*Task goal*
Put the lines running from the one with "Query: green leaf" through the one with "Outline every instance of the green leaf." into a JSON list of strings, one string per line, with blank lines dropped.

— Start Extracted records —

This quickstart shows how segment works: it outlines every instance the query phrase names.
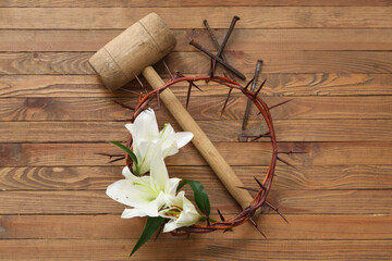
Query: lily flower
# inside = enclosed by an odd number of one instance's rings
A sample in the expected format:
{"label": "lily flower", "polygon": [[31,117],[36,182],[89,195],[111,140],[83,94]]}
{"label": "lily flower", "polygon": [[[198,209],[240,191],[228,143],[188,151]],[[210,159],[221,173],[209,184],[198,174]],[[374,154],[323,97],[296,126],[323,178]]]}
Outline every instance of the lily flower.
{"label": "lily flower", "polygon": [[170,219],[163,227],[163,233],[174,231],[182,226],[191,226],[198,222],[201,215],[195,206],[185,198],[185,192],[180,191],[169,208],[159,212],[159,215]]}
{"label": "lily flower", "polygon": [[193,138],[189,132],[175,133],[170,124],[164,124],[161,132],[158,130],[158,123],[154,110],[147,109],[140,112],[134,123],[125,124],[133,138],[133,152],[137,158],[138,164],[134,163],[133,171],[137,175],[143,175],[149,171],[155,153],[151,145],[160,144],[161,156],[163,159],[175,154],[179,149],[184,147]]}
{"label": "lily flower", "polygon": [[[151,145],[151,149],[160,152],[159,145]],[[160,153],[158,153],[160,154]],[[159,210],[170,206],[175,199],[180,178],[169,178],[162,157],[154,157],[149,176],[135,176],[125,166],[122,174],[124,179],[118,181],[107,188],[107,195],[113,200],[132,207],[125,209],[123,219],[134,216],[158,216]]]}

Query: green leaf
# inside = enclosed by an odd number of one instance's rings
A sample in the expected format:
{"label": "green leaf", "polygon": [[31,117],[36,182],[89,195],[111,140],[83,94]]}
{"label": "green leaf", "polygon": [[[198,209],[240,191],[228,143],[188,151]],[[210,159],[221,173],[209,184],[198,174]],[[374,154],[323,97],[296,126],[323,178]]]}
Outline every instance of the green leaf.
{"label": "green leaf", "polygon": [[108,141],[108,142],[120,147],[123,151],[125,151],[131,157],[133,162],[135,162],[135,164],[137,164],[137,158],[136,158],[135,153],[132,150],[130,150],[125,145],[122,145],[122,144],[115,142],[115,141]]}
{"label": "green leaf", "polygon": [[210,202],[206,190],[204,189],[201,183],[191,179],[182,179],[177,186],[177,191],[185,185],[189,184],[192,190],[194,191],[195,201],[201,213],[209,215],[210,213]]}
{"label": "green leaf", "polygon": [[145,245],[145,243],[147,243],[148,239],[150,239],[150,237],[154,235],[154,233],[156,233],[158,231],[158,228],[163,224],[163,221],[164,221],[164,219],[161,216],[157,216],[157,217],[148,216],[147,217],[145,228],[143,229],[143,233],[142,233],[139,239],[137,240],[135,247],[132,249],[130,257],[132,254],[134,254],[137,251],[137,249],[139,249],[143,245]]}

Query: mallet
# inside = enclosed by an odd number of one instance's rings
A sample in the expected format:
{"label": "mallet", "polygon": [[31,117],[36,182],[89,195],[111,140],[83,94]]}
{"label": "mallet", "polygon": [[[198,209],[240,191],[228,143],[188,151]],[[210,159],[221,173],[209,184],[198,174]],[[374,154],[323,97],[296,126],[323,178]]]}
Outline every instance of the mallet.
{"label": "mallet", "polygon": [[[107,44],[88,62],[111,90],[122,87],[140,73],[156,89],[164,82],[151,64],[168,54],[175,44],[163,21],[156,13],[150,13]],[[243,209],[249,206],[253,198],[248,191],[237,188],[244,186],[241,179],[173,92],[168,88],[160,94],[160,99],[181,127],[194,134],[193,144],[238,204]]]}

— End Extracted records —

*Solution below*
[
  "Query: green leaf",
  "# inside = enclosed by an odd number of one instance's rings",
  "A sample in the expected format:",
  "{\"label\": \"green leaf\", \"polygon\": [[31,117],[36,182],[89,195],[111,140],[83,94]]}",
  "{\"label\": \"green leaf\", \"polygon\": [[[198,209],[240,191],[228,143],[188,151]],[[210,159],[221,173],[209,184],[198,174]],[[374,154],[323,97],[296,126],[323,178]]]}",
  "Outline every instance of the green leaf."
]